Sunday, September 24, 2006

Night of Trauma

Last night was my most busy night of traumas as a resident (although I have seen much busier nights as a medical student in new orleans with 15+ activations in a night).

Everyone was smashed and had BALs that bought them a bed overnight. There was a lot of variety. One guy had a gash ripped out of his abdomen and torso, exposing his muscles, which was done by the claw end of a hammer. Another guy got drunk and fell onto the subway tracks, ending up with a periorbital flap with extension deep to his skull. 2 brothers came in whose faces were sliced open by a knife wielded by a crazy uncle. Another guy was hit in the head with an unknown object and had a big forehead hematoma.

There were also plenty of drunk injuries who weren't activated. One guy drank himself silly, fell and landed on his head then had a lot of neck pain. He already had neck surgery so I wonder whether he really did fracture his C-spine or have ligamentous injury. The official read wasn't up by the time I left.

The toughest guy to babysit was one of the inebriated guys who got mad at the surgeons suturing him and tried to hit them and when we tied down his arms, tried to pee on them. He got a lot of Ativan, around 8mg and plenty of Haldol to go with it. I tried waking him up when the alcohol should have cleared his system but the Benzos needed some time so he ended up being a sign out.

In between traumas I was seeing the other patients including what should have been fast track. One guy had a small cyst on his lower extremity that had been there for 5 years and it popped tonight and was a little bloody without any pus. He had no other complaints but felt this was an emergency. He was tough to take seriously.

The morning really sucked because the oncoming team did not see how busy our team was during the night. Instead they saw a full chart rack of surgical patients to be seen. The way our system is set up, the surgical patients and traumas are seen by the same team. Being inundated with trauma really slows things down. I think it would be better to have a resident assigned to the trauma room, who takes care of all the traumas and the other 2 residents could work their way through the slew of surgical patients.

Line of the night: "Why did you come in?" "I'm don't know. I'm not a fucking doctor!"

Friday, September 22, 2006

Out of house radiology - Good or Bad

We don't have in house radiologists overnight and the films and CTs are sent to Minnesota.

I felt bad for one of my patients who was a construction worker who fell down one floor and whose spine and left leg I pan scanned. There were problems all night with the radiologists receiving the C-spine CT and T-spine CT. So this guy had to sit in a C-collar around 10 hours while I constantly went back and forth to radiology asking what was the problem.

Finally one of the techs in our department got my guilt trip. I explained to him how the inability of our department to get the CTs to the out-of-house radiology was making the entire system suffer, including the patient who was in an uncomfortable C-collar, the nurses who were responsible for him, me, the other patients whose bed he was taking up, etc, etc. When my tirade was over, I shook the tech's hand to let him know I wasn't his enemy just a concerned person. Somehow this did it. Within 20 minutes, I called back the radiologist, who had received the films and who read them right away.

Saturday, September 16, 2006

Back on it

After about a week of being back in the ED, I feel like I am finally back on the horse. I am coming up with better A/P and starting the workup before actually presenting the patient to the attending. We don't always agree but a huge part of the learning process is making my own decisions and defending them when someone believes something else should be done.

### DATA LISTING
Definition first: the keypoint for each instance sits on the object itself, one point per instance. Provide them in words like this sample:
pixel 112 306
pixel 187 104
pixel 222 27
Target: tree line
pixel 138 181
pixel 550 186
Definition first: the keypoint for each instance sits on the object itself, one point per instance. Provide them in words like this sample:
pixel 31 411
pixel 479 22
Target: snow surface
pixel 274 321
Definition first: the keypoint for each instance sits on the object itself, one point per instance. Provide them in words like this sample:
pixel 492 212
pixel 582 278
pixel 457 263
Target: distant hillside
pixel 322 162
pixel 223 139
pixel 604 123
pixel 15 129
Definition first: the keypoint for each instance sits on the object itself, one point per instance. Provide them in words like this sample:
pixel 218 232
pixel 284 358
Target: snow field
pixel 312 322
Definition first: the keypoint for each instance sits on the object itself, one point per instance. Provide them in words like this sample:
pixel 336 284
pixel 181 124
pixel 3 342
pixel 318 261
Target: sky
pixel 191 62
==
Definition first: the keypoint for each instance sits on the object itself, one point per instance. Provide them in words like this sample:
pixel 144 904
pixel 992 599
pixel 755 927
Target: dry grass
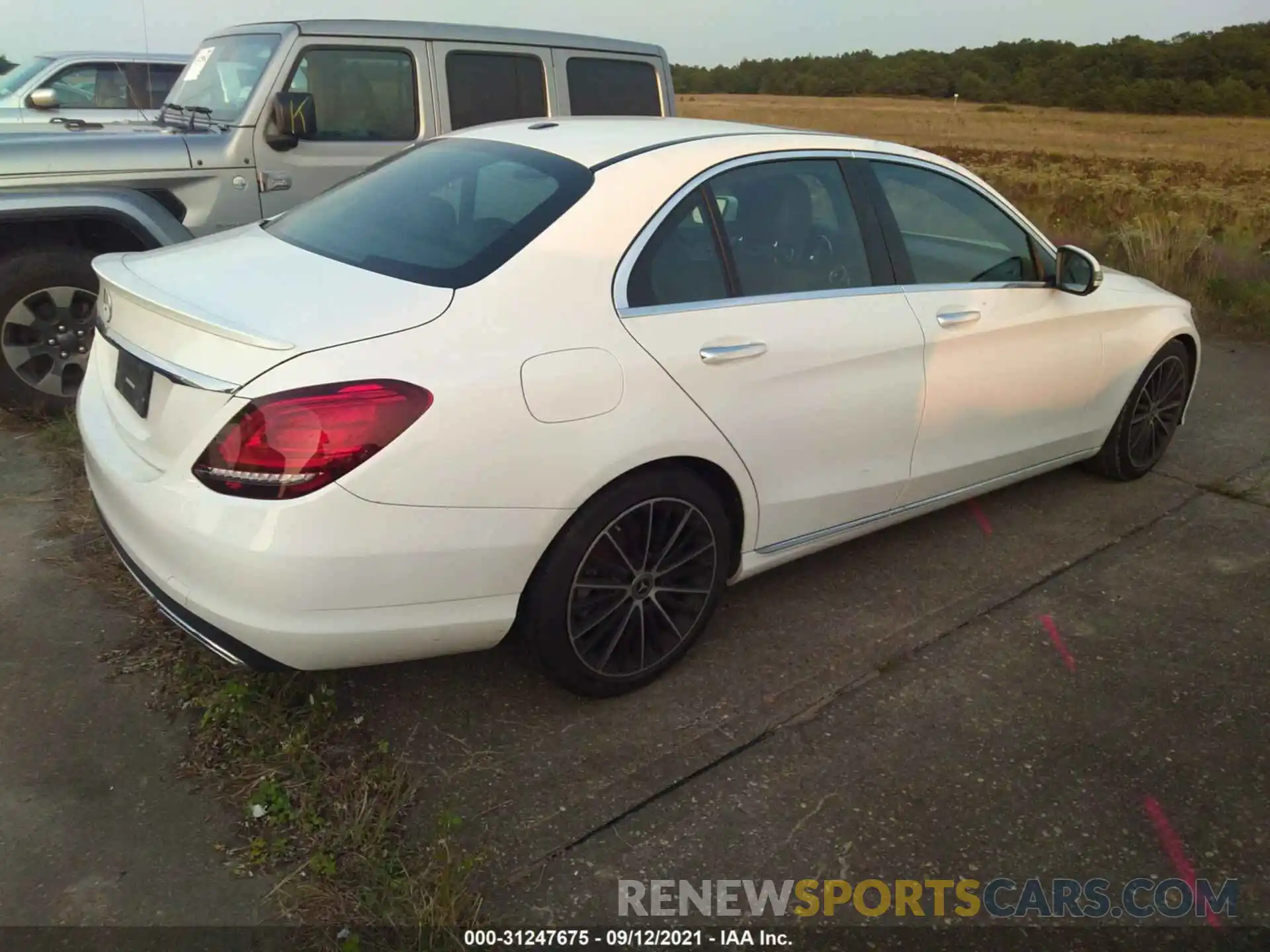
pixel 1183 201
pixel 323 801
--
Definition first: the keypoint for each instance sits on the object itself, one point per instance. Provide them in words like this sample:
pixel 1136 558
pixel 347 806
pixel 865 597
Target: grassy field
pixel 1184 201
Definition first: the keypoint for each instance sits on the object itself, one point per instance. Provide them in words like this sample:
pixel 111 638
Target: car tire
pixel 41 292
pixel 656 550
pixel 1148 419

### AIM OF THE EXERCISE
Answer these questions about the blog posts:
1. Where are the films and CTs sent overnight?
2. About how long did the construction worker who fell one floor sit in a C-collar?
3. About how much Ativan did the patient who tried to hit the surgeons receive?
The rows are separate material and have no connection to the blog posts.

### RESPONSE AREA
1. To Minnesota.
2. Around 10 hours.
3. Around 8mg.